__Set exercise__:
Rewrite the stretch of rows below from the line containing "Expected: one point per instance of the pillow" through the end of the rows, changing "one pair to a line" to "one pair per line" and leaving everything else unchanged.
** START OF Extracted information **
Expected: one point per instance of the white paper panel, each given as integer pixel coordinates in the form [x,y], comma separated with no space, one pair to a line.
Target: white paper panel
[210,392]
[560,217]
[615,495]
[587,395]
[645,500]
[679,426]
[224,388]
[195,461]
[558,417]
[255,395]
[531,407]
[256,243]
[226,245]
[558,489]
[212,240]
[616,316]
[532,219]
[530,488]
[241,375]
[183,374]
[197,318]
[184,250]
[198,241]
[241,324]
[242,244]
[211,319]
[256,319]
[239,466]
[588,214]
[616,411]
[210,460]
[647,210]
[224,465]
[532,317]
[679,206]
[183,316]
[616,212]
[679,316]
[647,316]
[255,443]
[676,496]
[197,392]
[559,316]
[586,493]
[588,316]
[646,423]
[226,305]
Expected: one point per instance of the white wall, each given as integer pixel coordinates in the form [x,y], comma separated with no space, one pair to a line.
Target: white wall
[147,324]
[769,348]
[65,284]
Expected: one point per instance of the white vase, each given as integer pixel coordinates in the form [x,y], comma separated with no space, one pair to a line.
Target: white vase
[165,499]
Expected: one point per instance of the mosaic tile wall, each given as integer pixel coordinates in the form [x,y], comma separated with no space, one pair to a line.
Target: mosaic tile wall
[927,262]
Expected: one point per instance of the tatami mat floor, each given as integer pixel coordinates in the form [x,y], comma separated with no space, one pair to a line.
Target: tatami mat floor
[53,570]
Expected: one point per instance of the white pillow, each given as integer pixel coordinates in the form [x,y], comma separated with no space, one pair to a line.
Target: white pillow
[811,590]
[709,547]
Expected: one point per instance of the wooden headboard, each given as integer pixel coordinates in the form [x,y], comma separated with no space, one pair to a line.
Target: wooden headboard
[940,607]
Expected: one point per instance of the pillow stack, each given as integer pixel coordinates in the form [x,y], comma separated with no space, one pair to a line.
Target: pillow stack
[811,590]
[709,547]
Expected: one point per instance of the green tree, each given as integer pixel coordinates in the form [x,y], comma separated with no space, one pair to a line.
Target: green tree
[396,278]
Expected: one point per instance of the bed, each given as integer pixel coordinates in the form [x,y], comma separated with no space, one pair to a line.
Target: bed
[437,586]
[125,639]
** END OF Extracted information **
__Written response__:
Expected: one point per instance of the pillow stack, each given as integer pixel coordinates in the form [x,y], comma separated with no space, one pair per line.
Target: pillow stack
[811,590]
[709,547]
Expected: one point per instance of the green tree, each given as integer pixel coordinates in the form [x,y], comma separated with no space, one pair per line.
Target: green tree
[396,278]
Expected: one point per instance of the bed, each given as integer pixel coordinates in the form [x,y], comma separated with no space, one pair per line.
Target: bed
[437,586]
[125,639]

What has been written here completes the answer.